● WHAT THIS TASK INVOLVES
Omitting any pictures, transcribe the entries below exactly.

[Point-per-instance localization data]
****************************************
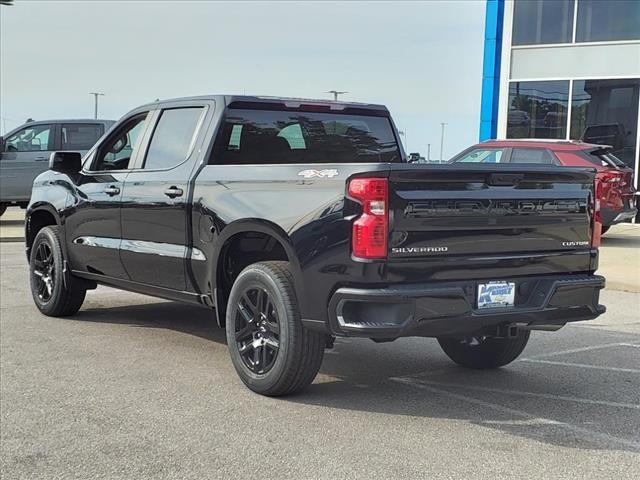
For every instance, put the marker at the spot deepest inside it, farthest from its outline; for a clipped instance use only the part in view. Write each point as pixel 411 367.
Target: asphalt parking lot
pixel 135 387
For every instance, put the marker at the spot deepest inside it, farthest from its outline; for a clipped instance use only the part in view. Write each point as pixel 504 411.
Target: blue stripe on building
pixel 491 69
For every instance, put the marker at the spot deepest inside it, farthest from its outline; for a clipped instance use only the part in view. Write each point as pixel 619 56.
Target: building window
pixel 608 20
pixel 538 109
pixel 542 21
pixel 606 112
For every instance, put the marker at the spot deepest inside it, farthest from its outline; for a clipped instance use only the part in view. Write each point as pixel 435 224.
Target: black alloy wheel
pixel 257 330
pixel 271 350
pixel 54 294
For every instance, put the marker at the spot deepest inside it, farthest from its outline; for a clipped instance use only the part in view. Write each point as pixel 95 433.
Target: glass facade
pixel 608 20
pixel 538 109
pixel 542 21
pixel 539 22
pixel 606 111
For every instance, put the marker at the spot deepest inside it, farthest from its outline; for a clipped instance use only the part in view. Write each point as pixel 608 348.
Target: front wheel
pixel 271 351
pixel 52 295
pixel 485 352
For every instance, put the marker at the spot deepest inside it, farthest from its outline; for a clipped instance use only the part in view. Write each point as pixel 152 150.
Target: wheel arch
pixel 246 237
pixel 37 217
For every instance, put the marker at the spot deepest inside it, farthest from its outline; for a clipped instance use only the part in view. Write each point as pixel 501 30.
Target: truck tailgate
pixel 467 210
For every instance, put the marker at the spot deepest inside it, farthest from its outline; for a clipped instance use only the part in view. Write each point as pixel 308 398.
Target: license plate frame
pixel 496 294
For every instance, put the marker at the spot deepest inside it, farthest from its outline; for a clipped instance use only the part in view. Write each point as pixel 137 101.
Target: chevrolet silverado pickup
pixel 297 221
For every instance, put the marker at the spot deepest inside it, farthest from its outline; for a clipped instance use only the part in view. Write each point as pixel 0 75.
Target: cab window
pixel 532 155
pixel 116 153
pixel 34 138
pixel 172 138
pixel 80 136
pixel 481 155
****************************************
● ANSWER TO THIS EXERCISE
For every instance, put the marker at the spot deepest inside it, farthest from its outline; for a clipped instance use only the part in view. Write each point as pixel 411 367.
Target: asphalt parking lot
pixel 135 387
For every instance, put the marker at the spot deepest inside it, farthest from its outline; for a clipped instance use only the part in view. Write each point as pixel 504 411.
Target: blue stripe on building
pixel 491 69
For every instance, put the marker at the spot deepest inside it, farthest from its outline; for a clipped instance use only the part in view. Write each point as pixel 619 56.
Target: building window
pixel 608 20
pixel 538 109
pixel 542 21
pixel 606 112
For every instance, put the marker at the spot deepest inside it, farthest from its outline; for a clipped instance use only the part in view. Write each point as pixel 435 224.
Target: black alloy wheel
pixel 257 330
pixel 271 350
pixel 54 294
For every instance, put the marker at the spot deepest inside it, farthest from its outline; for a clipped instance use only the part in view. Write each point as pixel 95 433.
Target: glass facade
pixel 608 20
pixel 538 109
pixel 542 21
pixel 539 22
pixel 606 111
For every instance, put the marker at the spot deepest inside it, farthest from its outline; for a clipped instance use only the part in view. Write each point as pixel 608 348.
Target: front wheel
pixel 271 351
pixel 52 295
pixel 485 352
For every instance, put the marker at the spot deepest inside it, farthest from its outline; for a clipped instance use only the part in view. Write each point as pixel 152 150.
Target: wheel arch
pixel 246 237
pixel 37 217
For every instance, put the marker at the spot deepest inside it, farthest from its outline; for a clipped instance use only the part in view. Write each point as pixel 501 30.
Target: truck tailgate
pixel 467 210
For every instance, put the marker at the spot deepest inside it, farthest from its outline; for a clipped instance use only the part in view. Write each point as pixel 308 398.
Target: license plate frame
pixel 496 294
For every instance, put the marker at the spot deepest inside it, farthest from its outline; for a clipped instance use only the part in view. Write each point as pixel 137 101.
Target: chevrolet silverado pickup
pixel 297 221
For every instance, put the marker at the spot deepest inside it, farthest from its outline; for a clipped instance use only the part in view. Write each point as pixel 0 75.
Target: cab window
pixel 532 155
pixel 116 153
pixel 34 138
pixel 172 138
pixel 80 136
pixel 481 155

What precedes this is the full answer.